Tareas del ejercicio -
1 > ¿Qué personas se nombran en el pasaje sobre el Derecho y la posmodernidad?
2 > ¿Puedes proseguir el pasaje sobre el Derecho y la posmodernidad a partir de su última frase?

Pasaje -

Y, por supuesto, el Derecho no es ajeno a la posmodernidad. La ya más que centenaria lucha entre las tendencias formalistas y las tendencias finalistas parece decantarse en los últimos tiempos por estas últimas, rompiendo con los valores racionalistas del método deductivo racional en el que se aplica la norma que proceda con independencia de sus consecuencias sociológicas. Hoy se busca una justicia material obtenida más bien con métodos intuitivos y empíricos, con el caso más extremo de la escuela del Derecho Libre en la que hay un explícito antinormativismo, una ruptura entre la lógica y el Derecho, en busca de la solución justa para el caso concreto según la entienda el juez. Estas posiciones, quizá reacción lógica al positivismo exacerbado de antaño, tienen sin embargo el grave inconveniente de la disolución de la objetividad del Derecho en un voluntarismo subjetivista, con la correspondiente inseguridad jurídica para los ciudadanos. A ello habría que añadir las consecuencias añadidas de la debilitación del principio de jerarquía normativa, de la unidad del ordenamiento jurídico y de las formas.  Pueden ponerse muchos ejemplos de ello, incluso en nuestra propia legislación: desde normas modificadoras de Estatutos autonómicos, pasando por el reconocimiento de efectos civiles de situaciones de facto, o la falta de conexión de las diversas ramas del Derecho, la proliferación inabarcable de normas, tanto en la materia como en el territorio, o la tendencia de los jueces a arrinconar la norma positiva en aplicación directa de las normas constitucionales. Resultan muy interesantes en este sentido dos conferencias dictadas en la Academia Matritense del notariado: la de Aragón Reyes titulada  “La vinculación de los jueces a la ley”), en la que se desarrolla este último punto y la de Rodrigo Tena titulado  “Derecho Líquido” en la que pone de manifiesto el tránsito en la época actual de un Derecho sólido, que representa un obstáculo al poder, a un Derecho líquido, amorfo, que se adapta pasivamente a las circunstancias.

"Por otro lado, la liberación de los roles y constricciones antiguas ha dado lugar a un nuevo dilema individual: el camino ya no está marcado y el individuo ha de tomar muchas decisiones en un mundo más complejo"

Y a ello se podría añadir muchas otras instituciones o ramas de la vida. Hasta la gastronomía. Todo el mundo sabe lo que es una paella buena y una mala, o un cocido madrileño o una tortilla de patatas (o al menos hay criterios). Pero hoy se nos han abierto enormes posibilidades, tanto por la experimentación y la creatividad como por la fusión o importación de cocinas extranjeras, y se han diluido los patrones. Pero hay un riesgo del que nos advierte Santi Santamaría, al criticar a los que tratan de clonar la cocina de El Bulli: “la desorientación entre profesionales se hace patente cuando se opta por ejecutar cocinas sin tradición ni producto por temor a quedar aparcados en la carrera de ver quién tiene más exposición mediática”.

¿Qué ha pasado?
Pues lo que ha pasado es el advenimiento de un cambio cuyo germen es antiguo pero que se desarrolla en la segunda mitad del siglo XX, y que ha venido a denominarse proceso de “individualización” (Ulrich Beck) o de “personalización” (Gilles Lipovetski), que desemboca en la  sociedad moderna tardía o posmoderna o la sociedad de la modernidad líquida (Bauman), que es nuestra sociedad actual.

Material proporcionado -
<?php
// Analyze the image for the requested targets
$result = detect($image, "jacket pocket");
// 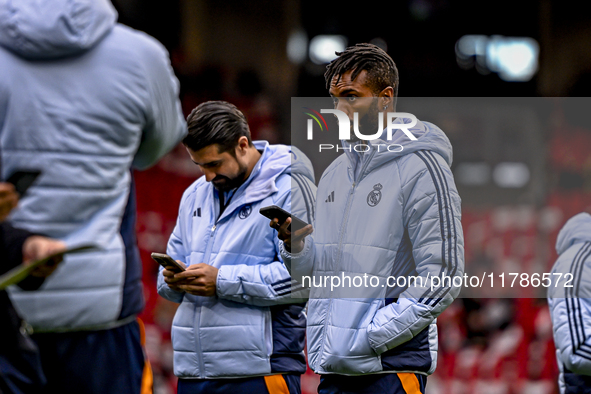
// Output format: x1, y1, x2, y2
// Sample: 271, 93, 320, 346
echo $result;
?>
320, 299, 382, 375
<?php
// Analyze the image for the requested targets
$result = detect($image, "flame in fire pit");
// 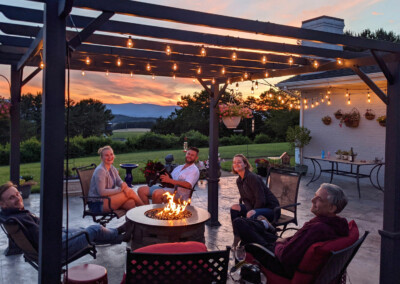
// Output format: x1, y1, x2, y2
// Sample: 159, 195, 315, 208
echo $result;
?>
157, 192, 190, 217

Respuestas por tarea -
1 >
- Aragón Reyes
- Rodrigo Tena
- Santi Santamaría
- Ulrich Beck
- Gilles Lipovetski
- Bauman

2 >
Asistimos a una nueva fase en la historia y que constituye una verdadera revolución en muchos aspectos de la vida. La sociedad moderna, considerando tal, para entendernos, la sociedad occidental existente hasta principios del siglo XX,  era una sociedad segura y ordenada. Como decía Stefan Zweig (“El mundo de ayer. Memorias de un europeo”) esa época “...fue la edad de oro de la seguridad ...era un mundo ordenado, con estratos bien definidos y transiciones serenas, un mundo sin odio”, en el que las personas “a los cuarenta años eran ya hombres gordos, respetables...andaban despacio, hablaban con comedimiento, se mesaban las barbas bien cuidadas...” pues “todo lo que hoy nos parece un don envidiable –el frescor, el amor propio, la temeridad y la alegría de vivir propia de la juventud- se consideraba sospechoso en aquella época, cuyo único afán e interés se centraba en lo “sólido””. En esta sociedad, había que sumergir al individuo en reglas uniformes, eliminar en lo posible las elecciones singulares y ahogar las particularidades idiosincrásicas en una ley universal, sea la “voluntad general”, las convenciones sociales, o reglas fijas y estandarizadas. Esto tenía fuerza de imperativo moral y exigía abnegación y sumisión a ese ideal colectivo que se consideraba superior a los intereses individuales.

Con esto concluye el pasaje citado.